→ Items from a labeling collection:
------------------------------------------------
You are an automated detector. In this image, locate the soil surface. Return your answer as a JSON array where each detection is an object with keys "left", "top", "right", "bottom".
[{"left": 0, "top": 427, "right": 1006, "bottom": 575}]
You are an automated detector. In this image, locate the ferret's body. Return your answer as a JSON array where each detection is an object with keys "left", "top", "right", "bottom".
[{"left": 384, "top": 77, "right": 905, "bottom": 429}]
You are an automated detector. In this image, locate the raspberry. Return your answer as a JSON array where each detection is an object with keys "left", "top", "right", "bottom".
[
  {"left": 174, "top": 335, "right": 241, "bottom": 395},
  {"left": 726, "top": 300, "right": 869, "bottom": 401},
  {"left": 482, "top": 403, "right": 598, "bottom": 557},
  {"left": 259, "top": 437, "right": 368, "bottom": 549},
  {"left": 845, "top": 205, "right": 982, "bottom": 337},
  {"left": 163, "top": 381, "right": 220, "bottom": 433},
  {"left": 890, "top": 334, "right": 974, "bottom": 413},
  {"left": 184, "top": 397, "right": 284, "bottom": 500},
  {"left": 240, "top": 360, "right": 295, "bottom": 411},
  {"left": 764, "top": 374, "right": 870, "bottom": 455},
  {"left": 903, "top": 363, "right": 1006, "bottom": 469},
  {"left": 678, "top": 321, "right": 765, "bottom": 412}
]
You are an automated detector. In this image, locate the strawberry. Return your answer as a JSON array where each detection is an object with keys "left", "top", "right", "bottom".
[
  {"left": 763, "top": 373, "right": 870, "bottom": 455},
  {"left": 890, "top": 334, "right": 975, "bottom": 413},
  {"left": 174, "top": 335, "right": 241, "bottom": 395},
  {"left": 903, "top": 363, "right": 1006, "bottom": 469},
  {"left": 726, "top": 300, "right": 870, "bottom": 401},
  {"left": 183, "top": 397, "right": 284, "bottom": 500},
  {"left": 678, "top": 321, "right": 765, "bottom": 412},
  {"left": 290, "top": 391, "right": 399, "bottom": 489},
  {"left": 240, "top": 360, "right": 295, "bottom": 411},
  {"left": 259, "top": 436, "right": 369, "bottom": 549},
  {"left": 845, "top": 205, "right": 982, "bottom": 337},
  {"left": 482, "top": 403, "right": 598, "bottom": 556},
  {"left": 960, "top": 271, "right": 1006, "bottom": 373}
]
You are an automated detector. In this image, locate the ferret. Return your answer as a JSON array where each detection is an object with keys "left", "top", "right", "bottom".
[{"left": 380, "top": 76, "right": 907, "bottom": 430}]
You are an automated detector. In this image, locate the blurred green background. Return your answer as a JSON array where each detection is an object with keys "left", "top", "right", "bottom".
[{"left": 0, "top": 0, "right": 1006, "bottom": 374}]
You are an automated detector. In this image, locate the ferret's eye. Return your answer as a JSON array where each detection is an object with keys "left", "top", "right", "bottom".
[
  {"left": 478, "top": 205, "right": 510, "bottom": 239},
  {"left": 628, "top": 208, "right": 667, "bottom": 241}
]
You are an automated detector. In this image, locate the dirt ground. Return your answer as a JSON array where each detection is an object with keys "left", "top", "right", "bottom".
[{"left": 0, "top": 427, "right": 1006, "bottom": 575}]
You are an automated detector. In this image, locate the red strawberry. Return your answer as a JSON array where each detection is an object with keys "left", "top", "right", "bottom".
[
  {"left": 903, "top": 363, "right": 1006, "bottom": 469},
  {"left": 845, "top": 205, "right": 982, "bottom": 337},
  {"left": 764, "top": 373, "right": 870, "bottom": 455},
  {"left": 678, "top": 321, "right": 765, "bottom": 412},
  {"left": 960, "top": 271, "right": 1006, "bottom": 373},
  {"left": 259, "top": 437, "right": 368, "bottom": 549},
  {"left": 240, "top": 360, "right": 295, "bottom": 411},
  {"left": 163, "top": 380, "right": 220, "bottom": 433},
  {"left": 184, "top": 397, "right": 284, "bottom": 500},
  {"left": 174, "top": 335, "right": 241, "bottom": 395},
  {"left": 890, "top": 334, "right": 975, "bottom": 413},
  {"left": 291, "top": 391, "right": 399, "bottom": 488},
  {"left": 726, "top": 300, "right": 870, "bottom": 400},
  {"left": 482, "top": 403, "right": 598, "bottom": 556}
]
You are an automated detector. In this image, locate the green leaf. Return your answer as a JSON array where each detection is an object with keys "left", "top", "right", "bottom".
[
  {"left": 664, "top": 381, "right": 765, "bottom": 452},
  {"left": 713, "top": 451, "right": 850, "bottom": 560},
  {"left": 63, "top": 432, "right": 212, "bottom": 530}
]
------------------------------------------------
→ AIM:
Copy out each line of the records that contains the word "green". Case counts.

→ RIGHT ANSWER:
You are an automated detector. In this image, locate the blurred green background. Return your answer as a JSON array where each detection is an object with keys "left", "top", "right", "bottom".
You are an automated detector. In this image, locate the green leaf. Return your answer as a JSON array where each detection is an object with keys "left", "top", "right", "bottom".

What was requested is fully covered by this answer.